Below are the entries; give again exactly the lines from the one mentioning "Task: locate the man's ear" through the one mentioning "Task: locate the navy cap", inclusive.

◆ ◆ ◆ ◆ ◆ ◆ ◆

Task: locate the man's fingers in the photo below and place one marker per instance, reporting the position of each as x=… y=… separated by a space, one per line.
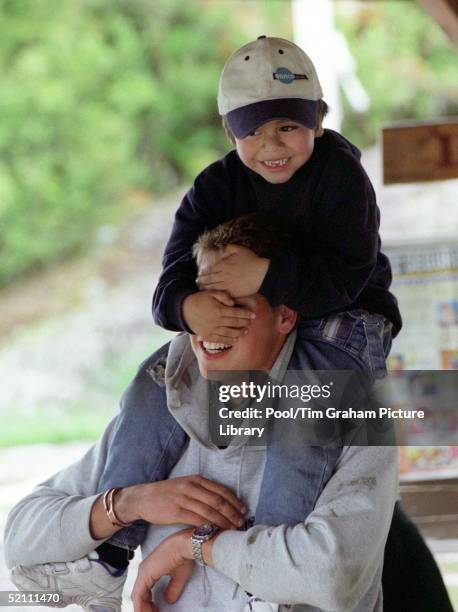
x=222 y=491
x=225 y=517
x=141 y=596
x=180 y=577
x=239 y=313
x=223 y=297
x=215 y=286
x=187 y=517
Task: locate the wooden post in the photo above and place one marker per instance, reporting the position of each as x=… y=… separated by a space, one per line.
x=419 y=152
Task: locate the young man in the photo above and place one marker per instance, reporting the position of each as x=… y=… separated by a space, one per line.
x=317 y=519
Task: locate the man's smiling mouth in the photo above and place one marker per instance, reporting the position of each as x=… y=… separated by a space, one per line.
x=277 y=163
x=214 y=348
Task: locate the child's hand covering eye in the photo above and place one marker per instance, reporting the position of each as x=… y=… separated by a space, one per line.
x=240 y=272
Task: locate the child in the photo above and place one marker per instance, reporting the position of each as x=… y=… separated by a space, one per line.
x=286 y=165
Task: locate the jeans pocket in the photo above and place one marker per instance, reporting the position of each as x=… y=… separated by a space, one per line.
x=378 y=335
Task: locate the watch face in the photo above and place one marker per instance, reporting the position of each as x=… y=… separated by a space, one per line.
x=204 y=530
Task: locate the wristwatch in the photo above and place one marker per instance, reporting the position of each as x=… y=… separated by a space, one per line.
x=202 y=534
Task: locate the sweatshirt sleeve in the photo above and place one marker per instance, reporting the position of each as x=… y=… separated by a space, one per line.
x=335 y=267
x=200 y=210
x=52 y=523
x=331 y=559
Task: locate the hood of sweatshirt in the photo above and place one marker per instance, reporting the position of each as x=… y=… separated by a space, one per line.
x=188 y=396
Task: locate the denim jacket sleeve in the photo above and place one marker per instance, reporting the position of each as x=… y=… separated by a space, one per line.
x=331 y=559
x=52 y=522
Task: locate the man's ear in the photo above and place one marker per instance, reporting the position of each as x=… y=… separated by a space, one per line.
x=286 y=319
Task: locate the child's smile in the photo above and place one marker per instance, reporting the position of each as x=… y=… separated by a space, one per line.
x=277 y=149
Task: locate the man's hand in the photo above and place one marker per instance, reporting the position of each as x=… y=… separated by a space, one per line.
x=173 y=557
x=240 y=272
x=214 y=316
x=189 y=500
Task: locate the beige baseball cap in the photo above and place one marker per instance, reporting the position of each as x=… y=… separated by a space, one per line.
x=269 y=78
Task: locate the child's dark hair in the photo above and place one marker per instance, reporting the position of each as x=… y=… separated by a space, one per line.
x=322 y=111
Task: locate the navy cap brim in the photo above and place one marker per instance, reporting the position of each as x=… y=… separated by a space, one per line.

◆ ◆ ◆ ◆ ◆ ◆ ◆

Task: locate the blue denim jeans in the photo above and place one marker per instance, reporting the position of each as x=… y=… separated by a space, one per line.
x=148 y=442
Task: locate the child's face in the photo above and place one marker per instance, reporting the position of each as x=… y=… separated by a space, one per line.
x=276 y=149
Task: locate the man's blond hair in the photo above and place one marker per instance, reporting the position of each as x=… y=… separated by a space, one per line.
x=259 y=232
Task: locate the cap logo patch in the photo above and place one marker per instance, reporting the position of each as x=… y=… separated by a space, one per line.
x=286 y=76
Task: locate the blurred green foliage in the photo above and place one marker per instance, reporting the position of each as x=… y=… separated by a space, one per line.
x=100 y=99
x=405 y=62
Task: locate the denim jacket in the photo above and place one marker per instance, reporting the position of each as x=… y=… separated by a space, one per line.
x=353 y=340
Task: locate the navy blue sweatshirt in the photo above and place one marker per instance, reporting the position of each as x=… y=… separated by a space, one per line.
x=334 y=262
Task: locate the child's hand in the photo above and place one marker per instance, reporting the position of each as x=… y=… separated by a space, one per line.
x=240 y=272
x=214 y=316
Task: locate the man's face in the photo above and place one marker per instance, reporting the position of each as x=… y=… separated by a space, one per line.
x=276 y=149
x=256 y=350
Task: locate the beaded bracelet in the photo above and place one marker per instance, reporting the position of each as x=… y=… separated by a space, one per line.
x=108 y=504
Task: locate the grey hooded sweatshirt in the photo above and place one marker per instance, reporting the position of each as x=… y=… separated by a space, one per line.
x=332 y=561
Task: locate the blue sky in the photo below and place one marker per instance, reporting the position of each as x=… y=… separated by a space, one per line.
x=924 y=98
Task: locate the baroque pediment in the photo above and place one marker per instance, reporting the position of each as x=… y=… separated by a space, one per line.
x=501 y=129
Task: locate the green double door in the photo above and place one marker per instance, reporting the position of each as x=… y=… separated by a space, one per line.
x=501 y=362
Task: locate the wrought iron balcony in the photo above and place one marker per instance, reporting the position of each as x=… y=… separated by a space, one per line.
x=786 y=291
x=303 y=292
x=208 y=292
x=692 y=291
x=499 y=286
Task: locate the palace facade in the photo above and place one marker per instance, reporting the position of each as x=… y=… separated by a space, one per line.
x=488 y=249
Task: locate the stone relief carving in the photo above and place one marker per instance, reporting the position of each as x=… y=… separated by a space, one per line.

◆ ◆ ◆ ◆ ◆ ◆ ◆

ANSWER AREA:
Task: locate the man's ear in the photo above and place one marker per instance, reporting the position of each as x=… y=… separated by a space, one per line.
x=286 y=319
Task: locate the child's smile in the photo above and place one marker per instance, reporting the position of each as x=… y=… separated by a space, one per line.
x=277 y=149
Task: locate the man's hand in the photo above and place one marker per instance, reporting the position of each as x=… y=… separated by a space, one per line.
x=173 y=557
x=240 y=272
x=214 y=316
x=189 y=500
Task: locate the beige baseball cap in the photo above and place one marker per instance, reporting the position of each as x=… y=… separated by a space, one per line.
x=269 y=78
Task: locate the child's dark hair in the photo above and place one marker per instance, reporting the position of each as x=… y=… separated by a space, one per line.
x=322 y=111
Task: locate the navy cap brim in the photo above and place one marker per instance, reporting the position of each as x=… y=… separated by a space, one per line.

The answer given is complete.